An oddly equipped car made its way last week through the rubble in this tsunami-stricken port city. On the roof: an assembly of nine cameras creating 360-degree panoramic digital images of the disaster zone to archive damage.

It is one of the newest ways that Google, a Web giant worldwide but long a mere runner-up in Japan’s online market, has harnessed its technology to raise its brand and social networking identity in this country.

Google was also quick in the early hours of the disaster to assemble a Person Finder site that helped people learn of the status of friends and relatives affected by the earthquake and tsunami.

It is important to note that Google cannot yet determine whether or not these efforts have helped them to crest the Japanese browser use market; however, that is far from what interests me.

While writing about the social significance of non-events for orgtheory.net, I asked the following question:

After studying the Tylenol Poisoning Tragedy (see chapter one of Minding the Machines:Preventing Technological Disaster) and many others, we ask: are there circumstances under which a firm might gain, over the long run, from a carefully handled crisis? Students, especially of the conspiracy theory bent, go nuts with this one, and reformulate my question: are there circumstances under which a firm might gain, over the long run, from a carefully planned and handled crisis?

So, while I have no illusions that Google planned the Tsunamis in Japan, I wonder if non-local crisis response research and development might be a way answer the question above or shift the dialogue to such topics as “planned disaster response by for-profit agencies.” It seems as though organizaitons like Google with oodles of slack resources and a penchant for expansion might serve themselves well by expressing “social responsibility” during times of non-local crisis … especially, in nations where their product, service, etc. is not the leading brand, type, etc.

Hence, almost sounding like a conspiracy theorist now, is it just a coincidence that Google reached out to Japan?

-.-.-

Set exercise 1 => Repeat word for word everything in the passage on Google's response to the Japan disaster from "It is one of" down to "earthquake and tsunami.".
The passage on Google's response to the Japan disaster and the rows that come after it are unrelated material.

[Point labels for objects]
-.-.-

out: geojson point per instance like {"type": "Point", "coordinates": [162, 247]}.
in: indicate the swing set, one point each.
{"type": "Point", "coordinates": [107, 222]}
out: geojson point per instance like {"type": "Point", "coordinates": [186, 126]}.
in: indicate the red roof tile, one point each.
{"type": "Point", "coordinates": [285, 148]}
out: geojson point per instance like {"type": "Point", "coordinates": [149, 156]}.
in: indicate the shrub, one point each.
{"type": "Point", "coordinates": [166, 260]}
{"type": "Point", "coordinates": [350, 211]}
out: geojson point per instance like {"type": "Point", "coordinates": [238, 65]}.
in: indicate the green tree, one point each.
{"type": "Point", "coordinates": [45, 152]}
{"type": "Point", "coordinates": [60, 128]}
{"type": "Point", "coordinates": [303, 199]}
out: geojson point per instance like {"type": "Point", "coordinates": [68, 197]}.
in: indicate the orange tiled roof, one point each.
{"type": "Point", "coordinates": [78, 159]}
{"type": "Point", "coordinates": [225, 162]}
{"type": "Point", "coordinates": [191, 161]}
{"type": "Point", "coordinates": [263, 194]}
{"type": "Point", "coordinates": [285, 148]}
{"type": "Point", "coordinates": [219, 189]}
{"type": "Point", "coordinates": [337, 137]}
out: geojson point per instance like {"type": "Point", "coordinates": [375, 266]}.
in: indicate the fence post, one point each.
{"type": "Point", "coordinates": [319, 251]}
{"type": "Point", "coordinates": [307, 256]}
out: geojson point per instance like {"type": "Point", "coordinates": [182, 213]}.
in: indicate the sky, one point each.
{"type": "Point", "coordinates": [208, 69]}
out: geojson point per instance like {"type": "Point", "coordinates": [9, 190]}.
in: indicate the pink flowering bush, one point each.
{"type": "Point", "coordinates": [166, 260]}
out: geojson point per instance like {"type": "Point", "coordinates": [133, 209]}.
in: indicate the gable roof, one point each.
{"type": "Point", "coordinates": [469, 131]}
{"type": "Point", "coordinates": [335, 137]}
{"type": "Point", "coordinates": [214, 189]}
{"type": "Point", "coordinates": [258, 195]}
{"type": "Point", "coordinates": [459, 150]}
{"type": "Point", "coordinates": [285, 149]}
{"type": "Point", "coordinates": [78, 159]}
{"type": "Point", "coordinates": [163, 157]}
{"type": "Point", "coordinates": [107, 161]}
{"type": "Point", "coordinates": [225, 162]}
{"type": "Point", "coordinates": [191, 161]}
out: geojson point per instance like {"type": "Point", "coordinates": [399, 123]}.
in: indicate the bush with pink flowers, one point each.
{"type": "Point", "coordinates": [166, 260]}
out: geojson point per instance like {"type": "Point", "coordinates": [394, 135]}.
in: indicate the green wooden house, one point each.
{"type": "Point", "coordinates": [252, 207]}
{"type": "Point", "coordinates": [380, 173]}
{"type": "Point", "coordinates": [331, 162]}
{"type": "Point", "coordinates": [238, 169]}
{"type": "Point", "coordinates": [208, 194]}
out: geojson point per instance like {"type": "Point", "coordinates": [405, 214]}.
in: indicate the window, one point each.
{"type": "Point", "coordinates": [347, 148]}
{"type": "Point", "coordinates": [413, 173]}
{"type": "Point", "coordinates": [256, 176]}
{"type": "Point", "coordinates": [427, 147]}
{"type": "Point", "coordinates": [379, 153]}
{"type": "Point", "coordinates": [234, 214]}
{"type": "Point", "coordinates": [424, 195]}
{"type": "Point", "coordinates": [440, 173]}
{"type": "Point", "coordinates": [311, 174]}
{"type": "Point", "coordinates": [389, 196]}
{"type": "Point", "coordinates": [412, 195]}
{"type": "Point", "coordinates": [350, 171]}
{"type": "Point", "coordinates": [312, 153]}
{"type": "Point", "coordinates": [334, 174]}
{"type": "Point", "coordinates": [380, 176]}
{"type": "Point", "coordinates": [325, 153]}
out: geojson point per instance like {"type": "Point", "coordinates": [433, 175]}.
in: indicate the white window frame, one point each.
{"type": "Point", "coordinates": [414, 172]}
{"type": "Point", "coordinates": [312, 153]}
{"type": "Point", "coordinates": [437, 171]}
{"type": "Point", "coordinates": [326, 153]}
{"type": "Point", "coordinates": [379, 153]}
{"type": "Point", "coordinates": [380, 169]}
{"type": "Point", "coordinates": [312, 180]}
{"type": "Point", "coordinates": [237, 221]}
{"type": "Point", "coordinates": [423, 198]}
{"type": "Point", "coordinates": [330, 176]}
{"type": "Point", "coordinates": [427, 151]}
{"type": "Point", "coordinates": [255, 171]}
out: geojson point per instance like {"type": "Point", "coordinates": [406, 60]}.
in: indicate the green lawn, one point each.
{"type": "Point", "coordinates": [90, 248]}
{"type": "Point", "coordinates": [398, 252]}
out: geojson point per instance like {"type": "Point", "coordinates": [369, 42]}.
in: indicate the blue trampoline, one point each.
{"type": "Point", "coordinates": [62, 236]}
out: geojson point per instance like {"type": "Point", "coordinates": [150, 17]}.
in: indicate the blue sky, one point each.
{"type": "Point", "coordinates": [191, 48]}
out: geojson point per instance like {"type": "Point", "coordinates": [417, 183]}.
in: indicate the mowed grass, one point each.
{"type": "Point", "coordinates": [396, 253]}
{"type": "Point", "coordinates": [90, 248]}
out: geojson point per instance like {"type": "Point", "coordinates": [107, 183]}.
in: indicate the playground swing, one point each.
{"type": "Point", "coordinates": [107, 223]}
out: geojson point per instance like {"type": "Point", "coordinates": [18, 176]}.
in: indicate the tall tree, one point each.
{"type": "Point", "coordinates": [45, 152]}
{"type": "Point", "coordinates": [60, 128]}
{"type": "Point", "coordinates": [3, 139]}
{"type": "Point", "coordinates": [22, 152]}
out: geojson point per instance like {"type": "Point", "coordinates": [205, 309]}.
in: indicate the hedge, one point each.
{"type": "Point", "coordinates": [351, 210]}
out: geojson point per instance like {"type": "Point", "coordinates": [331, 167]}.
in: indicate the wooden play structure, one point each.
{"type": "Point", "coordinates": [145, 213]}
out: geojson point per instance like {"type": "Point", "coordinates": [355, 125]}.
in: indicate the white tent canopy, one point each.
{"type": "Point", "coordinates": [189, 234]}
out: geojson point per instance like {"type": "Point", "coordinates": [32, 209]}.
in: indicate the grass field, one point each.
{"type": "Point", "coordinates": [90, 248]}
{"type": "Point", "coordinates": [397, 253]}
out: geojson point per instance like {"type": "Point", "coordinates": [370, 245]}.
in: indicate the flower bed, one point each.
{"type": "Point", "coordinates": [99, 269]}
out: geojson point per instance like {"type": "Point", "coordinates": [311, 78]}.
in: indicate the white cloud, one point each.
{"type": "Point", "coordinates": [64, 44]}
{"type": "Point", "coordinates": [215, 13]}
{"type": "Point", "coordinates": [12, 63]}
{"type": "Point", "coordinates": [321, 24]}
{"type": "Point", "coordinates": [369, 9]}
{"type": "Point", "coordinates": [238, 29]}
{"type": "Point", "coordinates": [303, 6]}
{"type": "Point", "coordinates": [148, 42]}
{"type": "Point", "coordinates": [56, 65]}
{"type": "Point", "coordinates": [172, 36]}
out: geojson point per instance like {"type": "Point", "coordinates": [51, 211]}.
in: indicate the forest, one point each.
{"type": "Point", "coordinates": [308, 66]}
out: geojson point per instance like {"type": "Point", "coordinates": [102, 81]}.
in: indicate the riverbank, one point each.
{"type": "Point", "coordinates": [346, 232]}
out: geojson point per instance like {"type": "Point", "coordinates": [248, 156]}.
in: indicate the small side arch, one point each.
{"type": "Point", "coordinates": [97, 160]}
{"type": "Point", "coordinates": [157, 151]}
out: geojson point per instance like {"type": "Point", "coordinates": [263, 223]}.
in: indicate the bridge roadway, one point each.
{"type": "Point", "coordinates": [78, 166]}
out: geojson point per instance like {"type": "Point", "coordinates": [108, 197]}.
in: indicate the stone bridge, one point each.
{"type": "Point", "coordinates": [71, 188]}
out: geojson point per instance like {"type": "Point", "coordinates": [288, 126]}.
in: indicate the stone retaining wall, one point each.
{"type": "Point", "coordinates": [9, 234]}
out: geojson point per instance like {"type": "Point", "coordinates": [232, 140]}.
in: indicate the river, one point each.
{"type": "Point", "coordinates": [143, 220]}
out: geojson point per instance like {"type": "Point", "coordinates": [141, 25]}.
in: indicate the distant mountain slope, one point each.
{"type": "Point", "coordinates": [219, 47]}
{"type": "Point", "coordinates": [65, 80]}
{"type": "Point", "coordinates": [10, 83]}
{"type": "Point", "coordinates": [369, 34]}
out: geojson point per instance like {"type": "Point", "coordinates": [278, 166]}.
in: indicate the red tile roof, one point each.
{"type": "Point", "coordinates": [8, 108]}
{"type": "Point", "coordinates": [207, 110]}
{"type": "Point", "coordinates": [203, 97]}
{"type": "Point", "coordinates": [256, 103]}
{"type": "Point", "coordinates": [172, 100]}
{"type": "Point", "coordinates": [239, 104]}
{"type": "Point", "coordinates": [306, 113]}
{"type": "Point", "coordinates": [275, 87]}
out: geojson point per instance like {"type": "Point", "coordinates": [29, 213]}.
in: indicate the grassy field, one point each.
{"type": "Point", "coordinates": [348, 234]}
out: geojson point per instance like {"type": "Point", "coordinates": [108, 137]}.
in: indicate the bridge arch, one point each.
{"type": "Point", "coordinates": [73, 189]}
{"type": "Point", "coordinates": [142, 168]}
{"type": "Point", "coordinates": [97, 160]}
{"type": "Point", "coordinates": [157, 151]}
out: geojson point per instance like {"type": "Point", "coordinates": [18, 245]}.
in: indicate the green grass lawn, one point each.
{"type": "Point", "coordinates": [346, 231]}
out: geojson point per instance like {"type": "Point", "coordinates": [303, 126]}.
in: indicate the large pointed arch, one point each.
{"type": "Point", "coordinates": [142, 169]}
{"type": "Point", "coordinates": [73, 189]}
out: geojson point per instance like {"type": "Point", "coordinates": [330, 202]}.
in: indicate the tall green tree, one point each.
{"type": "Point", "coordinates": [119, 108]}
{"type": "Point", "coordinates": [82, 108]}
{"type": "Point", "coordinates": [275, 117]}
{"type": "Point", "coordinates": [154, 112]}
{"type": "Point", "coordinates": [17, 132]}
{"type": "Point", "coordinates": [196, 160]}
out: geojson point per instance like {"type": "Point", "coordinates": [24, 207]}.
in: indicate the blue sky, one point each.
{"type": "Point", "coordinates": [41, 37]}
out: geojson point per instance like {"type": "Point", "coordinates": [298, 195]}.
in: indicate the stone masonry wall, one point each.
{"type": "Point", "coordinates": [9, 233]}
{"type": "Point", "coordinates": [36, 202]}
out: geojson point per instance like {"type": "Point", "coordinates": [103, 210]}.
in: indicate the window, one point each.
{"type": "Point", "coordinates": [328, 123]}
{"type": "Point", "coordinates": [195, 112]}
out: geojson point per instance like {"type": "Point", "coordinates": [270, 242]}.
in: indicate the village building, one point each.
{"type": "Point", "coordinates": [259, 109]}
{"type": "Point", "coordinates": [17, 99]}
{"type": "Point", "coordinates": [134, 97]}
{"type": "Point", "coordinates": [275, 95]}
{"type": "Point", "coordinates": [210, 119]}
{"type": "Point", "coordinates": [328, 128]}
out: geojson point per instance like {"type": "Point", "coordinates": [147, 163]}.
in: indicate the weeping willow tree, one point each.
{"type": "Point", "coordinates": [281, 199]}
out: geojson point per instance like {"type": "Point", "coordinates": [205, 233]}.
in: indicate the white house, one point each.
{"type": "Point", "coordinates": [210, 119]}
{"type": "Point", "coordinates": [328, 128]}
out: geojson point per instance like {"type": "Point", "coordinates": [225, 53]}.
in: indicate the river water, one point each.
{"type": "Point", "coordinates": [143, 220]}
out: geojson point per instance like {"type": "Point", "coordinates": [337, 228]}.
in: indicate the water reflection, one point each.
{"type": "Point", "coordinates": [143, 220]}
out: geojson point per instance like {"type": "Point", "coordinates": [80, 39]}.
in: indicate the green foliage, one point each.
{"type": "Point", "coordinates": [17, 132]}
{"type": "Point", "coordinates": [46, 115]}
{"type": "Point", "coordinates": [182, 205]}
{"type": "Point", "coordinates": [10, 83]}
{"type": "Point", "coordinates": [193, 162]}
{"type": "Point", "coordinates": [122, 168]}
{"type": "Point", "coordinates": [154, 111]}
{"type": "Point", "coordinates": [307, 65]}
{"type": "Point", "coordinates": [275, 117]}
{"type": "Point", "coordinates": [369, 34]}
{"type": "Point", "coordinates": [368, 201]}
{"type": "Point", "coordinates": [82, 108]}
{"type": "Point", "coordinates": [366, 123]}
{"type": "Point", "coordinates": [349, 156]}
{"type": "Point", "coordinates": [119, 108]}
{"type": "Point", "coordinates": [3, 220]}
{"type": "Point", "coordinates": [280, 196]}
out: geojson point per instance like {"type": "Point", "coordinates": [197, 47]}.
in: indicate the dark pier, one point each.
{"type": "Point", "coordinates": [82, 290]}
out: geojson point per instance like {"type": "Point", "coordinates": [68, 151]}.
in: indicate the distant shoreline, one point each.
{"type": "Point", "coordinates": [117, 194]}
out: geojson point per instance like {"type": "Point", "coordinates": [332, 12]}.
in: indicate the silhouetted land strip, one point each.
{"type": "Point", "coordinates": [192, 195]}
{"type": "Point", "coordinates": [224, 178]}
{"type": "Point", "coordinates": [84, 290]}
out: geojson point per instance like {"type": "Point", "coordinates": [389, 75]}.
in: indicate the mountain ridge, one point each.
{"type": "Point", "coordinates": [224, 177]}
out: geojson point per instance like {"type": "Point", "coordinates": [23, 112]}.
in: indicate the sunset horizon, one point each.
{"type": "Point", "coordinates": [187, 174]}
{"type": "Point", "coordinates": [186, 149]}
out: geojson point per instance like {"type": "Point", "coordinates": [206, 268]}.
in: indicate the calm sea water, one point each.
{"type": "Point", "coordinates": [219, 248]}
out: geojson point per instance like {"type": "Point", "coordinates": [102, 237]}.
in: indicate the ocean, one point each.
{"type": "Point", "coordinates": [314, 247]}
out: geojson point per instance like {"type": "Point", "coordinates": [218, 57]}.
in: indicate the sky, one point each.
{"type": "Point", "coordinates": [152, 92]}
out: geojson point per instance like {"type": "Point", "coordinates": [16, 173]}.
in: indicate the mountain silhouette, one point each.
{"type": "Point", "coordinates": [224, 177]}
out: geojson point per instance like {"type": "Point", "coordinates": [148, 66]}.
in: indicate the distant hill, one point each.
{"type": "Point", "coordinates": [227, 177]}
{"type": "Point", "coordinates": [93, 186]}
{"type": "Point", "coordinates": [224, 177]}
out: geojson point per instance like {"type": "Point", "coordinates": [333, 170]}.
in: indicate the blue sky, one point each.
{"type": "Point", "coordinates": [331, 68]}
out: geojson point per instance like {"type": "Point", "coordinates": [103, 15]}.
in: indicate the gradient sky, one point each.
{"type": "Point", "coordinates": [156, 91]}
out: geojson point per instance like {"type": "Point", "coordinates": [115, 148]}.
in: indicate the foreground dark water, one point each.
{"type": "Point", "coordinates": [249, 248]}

-.-.-

Set exercise 2 => State how many lines of the rows contain the word "dark", giving the number alone.

Task output 1 =>
It is one of the newest ways that Google, a Web giant worldwide but long a mere runner-up in Japan’s online market, has harnessed its technology to raise its brand and social networking identity in this country.

Google was also quick in the early hours of the disaster to assemble a Person Finder site that helped people learn of the status of friends and relatives affected by the earthquake and tsunami.

Task output 2 => 2